§ To do
With no edits of any kind, print each record that follows.

(Recorded data)
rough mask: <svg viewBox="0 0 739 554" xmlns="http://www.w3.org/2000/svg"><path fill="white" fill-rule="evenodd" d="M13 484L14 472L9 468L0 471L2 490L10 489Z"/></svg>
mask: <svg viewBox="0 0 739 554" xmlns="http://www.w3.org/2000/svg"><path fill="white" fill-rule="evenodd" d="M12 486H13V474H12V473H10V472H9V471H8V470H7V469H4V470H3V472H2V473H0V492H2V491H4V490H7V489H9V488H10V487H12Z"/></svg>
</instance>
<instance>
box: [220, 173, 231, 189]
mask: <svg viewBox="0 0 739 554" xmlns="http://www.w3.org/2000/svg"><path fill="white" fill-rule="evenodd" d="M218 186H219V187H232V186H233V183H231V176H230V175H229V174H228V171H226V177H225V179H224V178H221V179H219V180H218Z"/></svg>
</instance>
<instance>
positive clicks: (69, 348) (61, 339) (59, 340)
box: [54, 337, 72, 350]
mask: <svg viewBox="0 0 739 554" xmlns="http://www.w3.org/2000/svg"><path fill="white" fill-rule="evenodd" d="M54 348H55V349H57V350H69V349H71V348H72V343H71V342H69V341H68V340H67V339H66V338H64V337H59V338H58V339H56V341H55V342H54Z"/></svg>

§ Exercise result
rough mask: <svg viewBox="0 0 739 554" xmlns="http://www.w3.org/2000/svg"><path fill="white" fill-rule="evenodd" d="M13 484L14 472L9 468L0 471L2 490L10 489Z"/></svg>
mask: <svg viewBox="0 0 739 554" xmlns="http://www.w3.org/2000/svg"><path fill="white" fill-rule="evenodd" d="M12 486H13V474H12V473H10V472H9V471H8V470H7V469H4V470H3V472H2V473H0V492H2V491H4V490H7V489H9V488H10V487H12Z"/></svg>
</instance>
<instance>
box: [220, 173, 231, 189]
mask: <svg viewBox="0 0 739 554" xmlns="http://www.w3.org/2000/svg"><path fill="white" fill-rule="evenodd" d="M218 186H219V187H232V186H233V183H231V176H230V175H229V174H228V171H226V177H225V179H224V178H221V179H219V180H218Z"/></svg>
</instance>
<instance>
positive clicks: (69, 348) (61, 339) (59, 340)
box: [54, 337, 72, 350]
mask: <svg viewBox="0 0 739 554" xmlns="http://www.w3.org/2000/svg"><path fill="white" fill-rule="evenodd" d="M54 348H55V349H57V350H69V349H71V348H72V343H71V342H69V341H68V340H67V339H66V338H64V337H59V338H58V339H56V341H55V342H54Z"/></svg>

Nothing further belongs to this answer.